• WRITTEN EXERCISE
Render all the lines below as a two-column CSV with the header row instruction,coordinates, where each row pairs one line of text with every point listed after it, both fields in double quotes and any line breaks turned into spaces. Omit the pictures.

• ENTRIES
--------------------------------

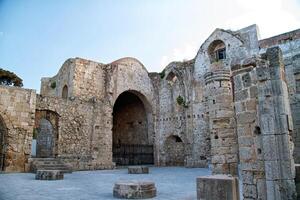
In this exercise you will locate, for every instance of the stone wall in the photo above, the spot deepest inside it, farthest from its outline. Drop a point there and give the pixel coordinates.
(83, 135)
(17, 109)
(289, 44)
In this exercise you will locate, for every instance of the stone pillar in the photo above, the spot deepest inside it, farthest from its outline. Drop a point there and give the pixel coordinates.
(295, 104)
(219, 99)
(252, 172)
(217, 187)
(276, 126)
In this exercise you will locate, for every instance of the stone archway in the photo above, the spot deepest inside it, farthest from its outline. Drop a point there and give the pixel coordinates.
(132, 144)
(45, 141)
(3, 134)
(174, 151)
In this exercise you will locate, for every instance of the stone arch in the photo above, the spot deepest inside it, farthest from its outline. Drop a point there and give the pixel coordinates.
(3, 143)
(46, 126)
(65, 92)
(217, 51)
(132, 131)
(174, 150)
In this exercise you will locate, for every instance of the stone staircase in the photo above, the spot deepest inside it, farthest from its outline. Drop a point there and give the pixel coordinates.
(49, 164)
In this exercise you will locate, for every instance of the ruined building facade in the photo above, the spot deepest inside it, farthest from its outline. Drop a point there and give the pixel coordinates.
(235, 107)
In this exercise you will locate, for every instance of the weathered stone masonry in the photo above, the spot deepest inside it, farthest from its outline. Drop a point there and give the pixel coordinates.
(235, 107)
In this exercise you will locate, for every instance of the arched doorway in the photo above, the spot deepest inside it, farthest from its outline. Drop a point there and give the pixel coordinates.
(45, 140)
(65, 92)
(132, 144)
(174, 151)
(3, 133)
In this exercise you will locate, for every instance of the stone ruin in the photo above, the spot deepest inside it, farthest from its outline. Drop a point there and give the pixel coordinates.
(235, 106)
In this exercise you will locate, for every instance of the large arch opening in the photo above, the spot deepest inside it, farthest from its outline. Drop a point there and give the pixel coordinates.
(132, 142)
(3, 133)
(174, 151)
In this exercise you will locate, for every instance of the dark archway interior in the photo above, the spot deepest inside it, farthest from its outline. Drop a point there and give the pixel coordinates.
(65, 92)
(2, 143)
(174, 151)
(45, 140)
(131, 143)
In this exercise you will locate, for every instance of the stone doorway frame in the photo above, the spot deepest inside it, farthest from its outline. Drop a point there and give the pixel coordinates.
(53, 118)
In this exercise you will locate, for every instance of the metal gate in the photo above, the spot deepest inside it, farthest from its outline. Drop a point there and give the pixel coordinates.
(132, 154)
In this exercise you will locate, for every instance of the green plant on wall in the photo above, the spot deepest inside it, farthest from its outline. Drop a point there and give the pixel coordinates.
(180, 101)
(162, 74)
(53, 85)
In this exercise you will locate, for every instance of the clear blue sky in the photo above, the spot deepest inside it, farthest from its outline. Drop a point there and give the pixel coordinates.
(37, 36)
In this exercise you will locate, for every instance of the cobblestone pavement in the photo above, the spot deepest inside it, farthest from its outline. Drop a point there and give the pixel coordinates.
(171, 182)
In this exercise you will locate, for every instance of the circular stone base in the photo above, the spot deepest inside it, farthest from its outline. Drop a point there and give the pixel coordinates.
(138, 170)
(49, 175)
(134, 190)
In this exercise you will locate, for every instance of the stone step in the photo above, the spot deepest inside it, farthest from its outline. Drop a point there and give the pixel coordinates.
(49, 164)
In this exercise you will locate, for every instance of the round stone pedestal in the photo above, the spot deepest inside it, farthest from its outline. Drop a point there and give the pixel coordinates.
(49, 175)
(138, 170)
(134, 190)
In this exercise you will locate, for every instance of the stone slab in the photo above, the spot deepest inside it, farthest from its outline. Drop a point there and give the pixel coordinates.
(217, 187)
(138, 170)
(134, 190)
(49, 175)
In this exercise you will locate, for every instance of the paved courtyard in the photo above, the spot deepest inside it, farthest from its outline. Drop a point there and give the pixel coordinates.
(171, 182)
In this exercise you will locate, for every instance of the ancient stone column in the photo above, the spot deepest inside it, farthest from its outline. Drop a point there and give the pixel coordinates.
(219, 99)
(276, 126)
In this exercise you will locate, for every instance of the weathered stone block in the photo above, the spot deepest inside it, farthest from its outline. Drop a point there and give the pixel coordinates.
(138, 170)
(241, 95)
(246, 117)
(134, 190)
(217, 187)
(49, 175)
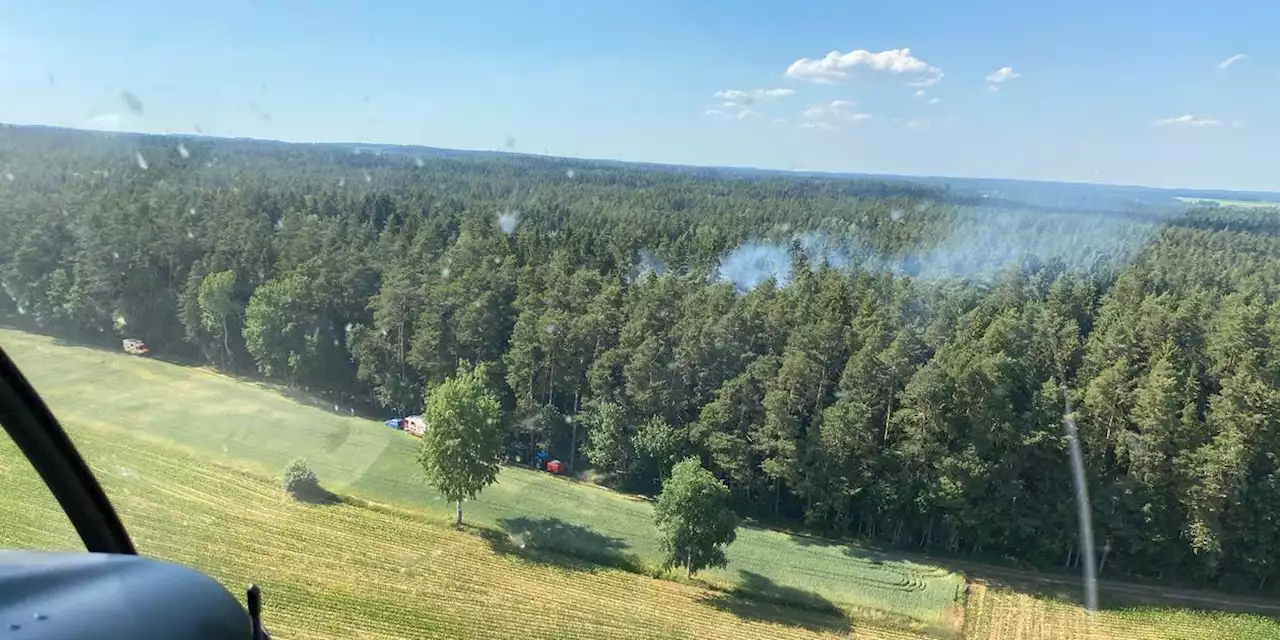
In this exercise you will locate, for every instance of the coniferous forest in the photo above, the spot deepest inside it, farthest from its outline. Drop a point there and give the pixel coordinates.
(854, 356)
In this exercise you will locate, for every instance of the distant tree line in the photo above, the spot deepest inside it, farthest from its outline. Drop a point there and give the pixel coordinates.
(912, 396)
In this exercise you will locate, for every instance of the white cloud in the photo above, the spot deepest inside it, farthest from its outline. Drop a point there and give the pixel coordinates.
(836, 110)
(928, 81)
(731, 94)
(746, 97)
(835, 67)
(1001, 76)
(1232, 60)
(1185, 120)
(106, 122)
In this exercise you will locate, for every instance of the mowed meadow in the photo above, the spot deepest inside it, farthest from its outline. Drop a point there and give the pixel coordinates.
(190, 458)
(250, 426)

--------------------------------

• TASK RESPONSE
instruction,coordinates
"In this exercise you will locate, for every instance of the stone wall in the photo above, the spot deepest inside it, farthest from its outline. Drop a point there and give the pixel coordinates.","(83, 135) (17, 109) (289, 44)"
"In this exercise you will locate, for every instance of the stone pillar in the photo above, the spot deepest inside it, farthest from its outline. Drop a point there and give the pixel coordinates.","(295, 104) (219, 99) (252, 172) (217, 187) (276, 126)"
"In this exercise you will locate, for every instance of the stone archway in the photo above, the spot deepest inside it, farthest from its outline. Drop a point there and give the pixel coordinates.","(132, 144) (45, 141) (3, 134) (174, 151)"
"In this exercise you will locate, for every instance of the stone arch in the photo above, the spot deepest inside it, farthest from its outline. Drop a point there and give the pixel coordinates.","(3, 143) (46, 126) (65, 92) (217, 51) (132, 131) (174, 150)"
"In this exercise you will locate, for every instance of the stone staircase in the photo above, the spot deepest inside it, farthest from its outline. Drop a point there and give the pixel coordinates.","(49, 164)"
"In this exercise you will locate, for every instance of the ruined building facade in the photo above, the spot deepest inside it, farthest from its outline. Drop a point there and give the pixel coordinates.","(235, 107)"
"In this exercise you will locate, for every instance of the weathered stone masonry in the photo above, the spot deepest inside it, farthest from its outline. Drop a point there and give the pixel coordinates.","(235, 107)"
"In this exercise you will locate, for every instance of the arched doorway in the photo above, the spot deepest inside it, farthest from its outline. Drop a point there and give the pixel coordinates.","(45, 140) (65, 92) (132, 144) (174, 151) (3, 133)"
"In this exercise you will locate, for every instance of the stone ruin in the photo above, the spot deepest inside it, farthest from its outline. Drop a point there and give the pixel coordinates.","(235, 106)"
"In this exercise you will locate, for every instance of the large arch opening in the photo above, the spot deepest inside it, farthest from its outline. Drop a point there and give the pixel coordinates.","(132, 142) (3, 133) (174, 151)"
"In this exercise you will locate, for every instance of the dark archway interior in the photo above, the spot deepest inside it, farthest from its outline. Drop a point there and give the pixel coordinates.","(65, 92) (2, 143) (174, 151) (45, 140) (131, 143)"
"In this exercise you will locate, for every instance of the stone doorway frame in the photo above, the spot deepest inside it, farthest from its outline. Drop a point there and give the pixel coordinates.","(53, 118)"
"In this exercise you will locate, for every instance of the metal gate in the photo above, the spot deepest inside it, farthest from its outline. Drop a point there and give the pixel coordinates.","(132, 154)"
"In this exercise you will locate, for every instance of the green plant on wall in the photo above, the spot deepest inside it, farthest from its outline. Drop a point there and give the pixel coordinates.","(180, 101) (162, 74) (53, 85)"
"In this exercise you will locate, for every instance of the clear blue sky in the photo above, the spot deepest inside it, farthest from its outline. Drop a point there and give the pixel coordinates.","(37, 36)"
"In this exercise you will locate, for every instance of the cobblestone pavement in the photo above, the spot deepest inside it, farthest from its outline. Drop a point there and give the pixel coordinates.","(171, 182)"
"In this exercise you will locate, for every instance of the circular stone base in the photo above, the spot deepest inside it, farthest from its outline. Drop a point there and give the pixel coordinates.","(138, 170) (49, 175) (134, 190)"
"In this exercise you will locate, for every instance of the stone step in the photo above, the spot deepest inside it, farthest from its outline. Drop a point there and give the pixel coordinates.","(49, 164)"
"In this exercise you will locate, for every instance of the round stone pedestal in the photo above, the spot deepest inside it, farthest from its outline. Drop a point there and give the pixel coordinates.","(49, 175) (138, 170) (134, 190)"
"In this exercise you will locate, for every instance of the stone slab in the photo above, the spot deepest inside it, farthest from its outline. Drop a point there and give the pixel coordinates.","(217, 187) (138, 170) (134, 190) (49, 175)"
"In this exercise you will locate, for every instance of the paved courtyard in the photo above, the spot deepest inside it, farthest from its outline. Drop a point there and give the pixel coordinates.","(171, 182)"
"In this exercise you will locate, for every instance of the ancient stone column in the photo above, the spot deepest inside it, farthest from its outline. Drop a point there and give the pixel coordinates.","(219, 99) (276, 126)"
"In this exercise you will locate, for every instance of the weathered stone block in the photo above, the spot deepest inside it, farthest from its outline. Drop a point there and give the pixel coordinates.","(138, 170) (241, 95) (246, 117) (134, 190) (217, 187) (49, 175)"
"In this exercise you will locate, for every instance of the coniferous forest in the photo above, the spot deepest inside it, farthest from its outline. Drop a point there and give the pixel coordinates.","(854, 356)"
"In this exercise you will locate, for every instance of the distant tree line in the photo above, the spot deepest inside it, farthest from its outline. Drop a point there and give the pixel coordinates.","(912, 396)"
"In this exercise you will locate, for every instance of the white cloud in the photo above, the spot deepest inside it, farthest from its outline. Drop a point there and give the pixel coordinates.","(836, 110) (928, 81) (731, 94) (746, 97) (835, 67) (1001, 76) (1232, 60) (1185, 120) (106, 122)"
"In this exercise you will locate, for every instance of the mowed meadow in the photo above, the spot deepest inside it, farthest from its outline. Drop a point there and give the pixel coordinates.","(190, 458) (250, 426)"